- **Problem requirements**
Can you write out all of the data below again, requests included, rescaling every coordinate in the answers by a factor of 2.5 and rounding each result to a whole number, with halves rounded up?
─── Material for this task
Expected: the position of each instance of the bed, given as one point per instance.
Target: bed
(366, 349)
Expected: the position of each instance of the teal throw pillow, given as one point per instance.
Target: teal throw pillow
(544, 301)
──────
- **The completed task**
Expected: the position of each instance of the bed, given as one point per instance.
Target: bed
(915, 873)
Expected: the position of each instance of the teal throw pillow, given as one point per instance.
Target: teal throw pillow
(1360, 753)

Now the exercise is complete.